_Task details:_ Type out the records that follow, exactly as given.

_Available records:_
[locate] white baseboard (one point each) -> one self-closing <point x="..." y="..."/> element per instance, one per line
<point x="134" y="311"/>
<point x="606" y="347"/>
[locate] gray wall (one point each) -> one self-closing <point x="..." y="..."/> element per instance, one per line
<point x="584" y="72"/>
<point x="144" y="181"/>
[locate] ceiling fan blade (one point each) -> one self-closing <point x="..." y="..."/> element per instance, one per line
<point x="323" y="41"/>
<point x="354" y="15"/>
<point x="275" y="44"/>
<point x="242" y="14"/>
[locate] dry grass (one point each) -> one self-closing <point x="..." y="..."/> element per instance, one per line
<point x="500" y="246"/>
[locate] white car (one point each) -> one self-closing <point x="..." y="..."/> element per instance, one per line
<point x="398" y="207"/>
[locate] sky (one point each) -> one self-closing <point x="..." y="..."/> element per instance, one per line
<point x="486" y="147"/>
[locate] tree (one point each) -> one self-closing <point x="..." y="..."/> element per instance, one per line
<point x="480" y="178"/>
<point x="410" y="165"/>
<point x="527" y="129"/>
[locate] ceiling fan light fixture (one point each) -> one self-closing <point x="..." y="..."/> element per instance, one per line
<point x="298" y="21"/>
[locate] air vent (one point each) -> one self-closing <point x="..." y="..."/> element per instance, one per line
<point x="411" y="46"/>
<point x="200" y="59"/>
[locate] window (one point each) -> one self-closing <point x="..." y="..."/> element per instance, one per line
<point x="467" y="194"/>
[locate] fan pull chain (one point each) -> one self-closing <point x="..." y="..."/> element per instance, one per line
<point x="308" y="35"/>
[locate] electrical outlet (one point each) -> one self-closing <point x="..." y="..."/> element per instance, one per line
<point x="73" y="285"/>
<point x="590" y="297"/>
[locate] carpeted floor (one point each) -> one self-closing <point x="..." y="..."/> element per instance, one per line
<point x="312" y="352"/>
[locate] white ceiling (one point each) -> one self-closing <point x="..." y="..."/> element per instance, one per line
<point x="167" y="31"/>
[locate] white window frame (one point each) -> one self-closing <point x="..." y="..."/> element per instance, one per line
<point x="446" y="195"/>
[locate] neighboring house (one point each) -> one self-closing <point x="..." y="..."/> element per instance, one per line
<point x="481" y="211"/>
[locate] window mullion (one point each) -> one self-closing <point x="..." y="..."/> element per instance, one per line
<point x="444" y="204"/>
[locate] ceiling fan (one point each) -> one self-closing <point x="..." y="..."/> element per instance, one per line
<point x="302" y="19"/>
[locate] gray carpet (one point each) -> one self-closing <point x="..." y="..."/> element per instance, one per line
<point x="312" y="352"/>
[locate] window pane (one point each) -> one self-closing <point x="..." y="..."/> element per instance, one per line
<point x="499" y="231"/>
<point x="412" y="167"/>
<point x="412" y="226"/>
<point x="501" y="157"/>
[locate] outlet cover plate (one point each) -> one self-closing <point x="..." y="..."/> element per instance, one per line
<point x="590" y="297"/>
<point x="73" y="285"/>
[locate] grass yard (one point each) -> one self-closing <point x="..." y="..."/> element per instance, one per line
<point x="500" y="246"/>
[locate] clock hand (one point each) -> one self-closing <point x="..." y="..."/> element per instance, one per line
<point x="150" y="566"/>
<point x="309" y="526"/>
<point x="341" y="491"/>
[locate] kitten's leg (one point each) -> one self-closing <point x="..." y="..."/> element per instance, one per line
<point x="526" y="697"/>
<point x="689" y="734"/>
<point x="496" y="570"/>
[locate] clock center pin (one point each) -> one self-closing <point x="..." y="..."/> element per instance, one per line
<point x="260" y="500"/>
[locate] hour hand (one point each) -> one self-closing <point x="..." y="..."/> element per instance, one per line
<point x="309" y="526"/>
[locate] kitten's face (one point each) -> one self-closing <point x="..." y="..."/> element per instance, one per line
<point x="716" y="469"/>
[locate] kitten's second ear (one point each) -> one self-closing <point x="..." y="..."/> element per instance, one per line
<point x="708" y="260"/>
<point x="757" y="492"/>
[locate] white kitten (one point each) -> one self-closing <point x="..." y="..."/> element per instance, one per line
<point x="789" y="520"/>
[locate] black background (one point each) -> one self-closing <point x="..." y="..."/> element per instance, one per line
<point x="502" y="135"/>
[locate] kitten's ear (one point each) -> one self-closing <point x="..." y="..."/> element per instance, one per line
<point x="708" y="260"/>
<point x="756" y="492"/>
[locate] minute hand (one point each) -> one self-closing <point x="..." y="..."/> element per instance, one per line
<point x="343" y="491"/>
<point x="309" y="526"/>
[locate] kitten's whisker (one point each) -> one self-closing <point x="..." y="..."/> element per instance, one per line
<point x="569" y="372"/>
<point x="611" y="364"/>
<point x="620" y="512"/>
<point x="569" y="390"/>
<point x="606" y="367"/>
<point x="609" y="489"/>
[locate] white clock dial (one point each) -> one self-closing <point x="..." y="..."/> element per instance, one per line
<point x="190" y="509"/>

_Result of the task:_
[locate] white baseboard (one point each) -> one self-closing <point x="..." y="..."/> element per instance, one per line
<point x="134" y="311"/>
<point x="606" y="347"/>
[locate] gray wall (one point each) -> one self-closing <point x="..." y="..."/> element per instance, one per line
<point x="584" y="72"/>
<point x="144" y="181"/>
[locate] ceiling fan blade (one point each) -> one self-closing <point x="..." y="..."/> element per instance, one per line
<point x="323" y="41"/>
<point x="354" y="15"/>
<point x="275" y="44"/>
<point x="242" y="14"/>
[locate] dry grass (one point each) -> one self-closing <point x="..." y="..."/> element per instance, one per line
<point x="500" y="246"/>
[locate] white car (one point each) -> one self-closing <point x="..." y="..."/> element per instance, one per line
<point x="398" y="207"/>
[locate] sky (one point each) -> one self-closing <point x="..." y="..."/> element per instance, one per line
<point x="486" y="147"/>
[locate] tree (one point each) -> one self-closing <point x="..." y="..."/> element per instance, one per line
<point x="480" y="178"/>
<point x="410" y="165"/>
<point x="527" y="129"/>
[locate] ceiling fan light fixture (one point each) -> one self-closing <point x="..." y="..."/> element per instance, one per line
<point x="298" y="21"/>
[locate] air vent (one point each) -> one self-closing <point x="..." y="..."/> element per instance, one per line
<point x="411" y="46"/>
<point x="200" y="59"/>
[locate] window (one point each) -> one self-closing <point x="..." y="..."/> element per instance, one per line
<point x="467" y="194"/>
[locate] fan pull chain (one point each) -> one self-closing <point x="..." y="..."/> element per instance, one per line
<point x="308" y="35"/>
[locate] electrical outlet (one point each) -> one self-closing <point x="..." y="..."/> element per instance, one per line
<point x="73" y="285"/>
<point x="590" y="297"/>
[locate] carpeted floor (one point each) -> one self-closing <point x="..." y="..."/> element per instance, one per line
<point x="312" y="352"/>
[locate] white ceiling (one point each) -> one self-closing <point x="..." y="..."/> element per instance, one per line
<point x="167" y="31"/>
[locate] white window frame (one point each) -> one self-closing <point x="..." y="..."/> element per instance, one per line
<point x="446" y="195"/>
[locate] neighboring house (one point each) -> one self-closing <point x="..." y="..."/> element per instance, one per line
<point x="481" y="211"/>
[locate] window mullion (one point each) -> one self-closing <point x="..." y="..."/> element per instance, one per line
<point x="444" y="204"/>
[locate] ceiling fan (one point each) -> one self-closing <point x="..." y="..."/> element per instance, one per line
<point x="302" y="19"/>
[locate] gray carpet (one point each) -> one self-closing <point x="..." y="..."/> element per instance, one per line
<point x="312" y="352"/>
[locate] window pane (one point each) -> one self-closing <point x="..." y="..."/> element per instance, one per line
<point x="499" y="231"/>
<point x="412" y="167"/>
<point x="412" y="226"/>
<point x="501" y="157"/>
[locate] outlet cover plate (one point each) -> one self-closing <point x="..." y="..."/> element per instance, one per line
<point x="590" y="297"/>
<point x="73" y="285"/>
[locate] grass yard (one point each) -> one self-closing <point x="..." y="..."/> element per instance, one per line
<point x="500" y="246"/>
[locate] clock hand (one point each) -> one self-closing <point x="..." y="..."/> element per instance, one per line
<point x="150" y="566"/>
<point x="309" y="526"/>
<point x="341" y="491"/>
[locate] kitten's leg (one point each) -> one self-closing <point x="..." y="..."/> element per instance, one per line
<point x="526" y="697"/>
<point x="689" y="734"/>
<point x="496" y="570"/>
[locate] clock center pin (one point each) -> one self-closing <point x="..." y="..."/> element per instance, one per line
<point x="260" y="500"/>
[locate] hour hand (one point each) -> one self-closing <point x="..." y="..."/> element per instance, one per line
<point x="309" y="526"/>
[locate] kitten's face (one point each) -> one self-closing <point x="..." y="..."/> element per instance, one per line
<point x="716" y="469"/>
[locate] kitten's second ear (one point each) -> one self-closing <point x="..." y="..."/> element per instance, one per line
<point x="708" y="260"/>
<point x="757" y="492"/>
[locate] white kitten (one point each) -> one self-closing <point x="..." y="..."/> element per instance, one per line
<point x="789" y="520"/>
[locate] black background (one point each) -> one self-closing <point x="..." y="..."/> element per instance, one per line
<point x="502" y="135"/>
[locate] kitten's ear (one point each) -> one self-closing <point x="..." y="..."/> element per instance, one per line
<point x="708" y="260"/>
<point x="756" y="492"/>
[locate] minute hand (one point each) -> one self-closing <point x="..." y="..."/> element per instance, one per line
<point x="343" y="491"/>
<point x="309" y="526"/>
[locate] kitten's whisker (one point each) -> one self-closing <point x="..." y="..."/> element per instance, one per line
<point x="569" y="372"/>
<point x="611" y="364"/>
<point x="620" y="512"/>
<point x="569" y="390"/>
<point x="606" y="367"/>
<point x="609" y="489"/>
[locate] white clock dial (one point each) -> one self-closing <point x="..." y="..."/> element per instance, one per line
<point x="190" y="509"/>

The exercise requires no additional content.